I am not much of a history buff, World War II or otherwise. My vision of the Solomon Islands during the war leans more toward the fiction of James Michener’s Tales of the South Pacific — a dreamy embarrassment of verdant tropical growth, empty beaches, crystalline seas with abundant marine life and friendly locals with endless smiles. With each return visit, I scratch more notes on my deeply creased Solomon Islands map while island-hopping to a few of the nine provinces.
After landing in Honiara, the capital city seems as chaotic as ever. Locals are heading to the markets for fruit, vegetables, fish and betel nut. Trucks full of fresh-cut timber rumble by, and hundreds of flip-flopped feet move to the rhythm of daily life. Almost everything that enters or leaves the Solomon Islands does so in Honiara. My dives start here on the famous submerged war monuments that draw history enthusiasts and divers from every corner of the globe.

● RECORDED INFORMATION:
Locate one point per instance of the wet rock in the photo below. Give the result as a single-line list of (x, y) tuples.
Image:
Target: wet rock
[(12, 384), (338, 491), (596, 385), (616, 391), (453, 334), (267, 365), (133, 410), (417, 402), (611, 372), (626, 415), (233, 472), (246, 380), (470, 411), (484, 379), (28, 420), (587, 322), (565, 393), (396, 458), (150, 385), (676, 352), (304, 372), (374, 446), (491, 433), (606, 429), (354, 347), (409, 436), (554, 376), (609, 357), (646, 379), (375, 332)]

● TASK STATEMENT:
Extend the travel piece about diving in the Solomon Islands, picking up after its last sentence.

● THE ANSWER:
As our pickup truck bounces down the coastal road, my dive guide explains the nickname Iron Bottom Sound for the waters off Guadalcanal, earned from the abundance of American and Japanese World War II wreckage there. A quick glimpse of calm seas between impossibly tall coconut palms confirms we can dive the Bonegi wrecks: the Japanese military transport Hirokawa Maru (Bonegi 1) and freighter Kinugawa Maru (Bonegi 2), both of which sank in 1942.
The Hirokawa Maru lies on its port side with the remains of the bow at about 15 feet and the stern at deeper than 180 feet. The captains of many of these ships ran them ashore to prevent them from sinking in deep water. This life-saving effort has created remarkable shore dives in the area, some of which still break the surface near the beach.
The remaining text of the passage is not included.